Point localization data
+ + + + + + +
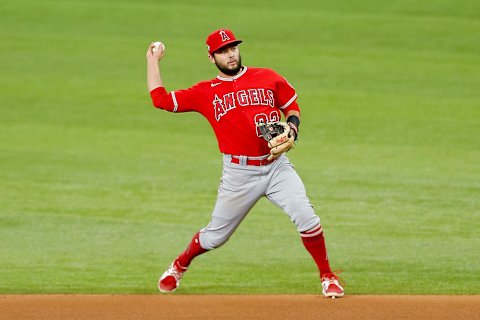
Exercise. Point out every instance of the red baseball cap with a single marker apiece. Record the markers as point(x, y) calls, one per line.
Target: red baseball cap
point(219, 39)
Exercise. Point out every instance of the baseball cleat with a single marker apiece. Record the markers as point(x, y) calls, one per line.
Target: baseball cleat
point(331, 286)
point(170, 280)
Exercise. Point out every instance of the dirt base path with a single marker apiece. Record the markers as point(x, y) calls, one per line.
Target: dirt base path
point(232, 307)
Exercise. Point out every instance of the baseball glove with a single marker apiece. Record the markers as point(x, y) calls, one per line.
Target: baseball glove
point(280, 138)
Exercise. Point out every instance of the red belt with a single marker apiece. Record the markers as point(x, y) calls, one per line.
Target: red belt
point(252, 162)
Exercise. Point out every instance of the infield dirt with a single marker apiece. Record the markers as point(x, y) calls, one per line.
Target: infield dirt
point(232, 307)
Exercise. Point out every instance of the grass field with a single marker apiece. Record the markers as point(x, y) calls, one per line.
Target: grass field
point(99, 191)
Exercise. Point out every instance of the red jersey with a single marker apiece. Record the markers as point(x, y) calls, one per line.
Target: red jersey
point(234, 107)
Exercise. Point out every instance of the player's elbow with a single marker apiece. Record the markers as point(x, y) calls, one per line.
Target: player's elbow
point(159, 98)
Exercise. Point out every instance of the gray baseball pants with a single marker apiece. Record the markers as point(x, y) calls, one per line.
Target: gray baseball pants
point(242, 186)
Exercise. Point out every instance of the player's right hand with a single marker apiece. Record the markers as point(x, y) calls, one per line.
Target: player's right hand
point(151, 55)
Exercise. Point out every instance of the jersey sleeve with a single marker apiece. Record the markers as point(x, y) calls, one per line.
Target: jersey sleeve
point(286, 97)
point(176, 101)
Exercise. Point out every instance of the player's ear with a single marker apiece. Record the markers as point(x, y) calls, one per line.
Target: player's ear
point(211, 58)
+ + + + + + +
Your task is to return the lines above, from the first one up to and including the line containing "Exercise. Point out every instance of the player's elbow", minus any pictures.

Exercise. Point out every instance of the red baseball cap with a single marker apiece. Record the markers as point(x, y) calls, one per line.
Target: red baseball cap
point(219, 39)
Exercise. Point out every instance of the baseball cleat with a single marker apiece. Record the markers as point(x, y) calls, one per line.
Target: baseball cleat
point(331, 286)
point(170, 280)
Exercise. Point out every instance of the dirt base path with a single marker apiece. Record the markers as point(x, y) calls, one per line.
Target: dirt base path
point(232, 307)
Exercise. Point out every instance of the baseball glove with a single marker apiece. Record the markers as point(x, y) calls, one per line.
Target: baseball glove
point(280, 138)
Exercise. Point out every instance of the red belt with a single marker apiece. Record the markers as point(x, y) calls, one per line.
Target: red belt
point(252, 162)
Exercise. Point out every instance of the infield dirt with a single marker apiece. Record the markers as point(x, y) calls, one per line.
Target: infield dirt
point(232, 307)
Exercise. Point out every instance of the grass field with a single marker apiece. Record the markers as point(x, y) calls, one per line.
Target: grass field
point(99, 191)
Exercise. Point out every instance of the red jersey with a single marker apiece. Record the markers as point(x, y) calls, one per line.
Target: red jersey
point(234, 107)
Exercise. Point out every instance of the player's elbow with a single marker apiece. Record the markers as point(x, y) calls, one per line.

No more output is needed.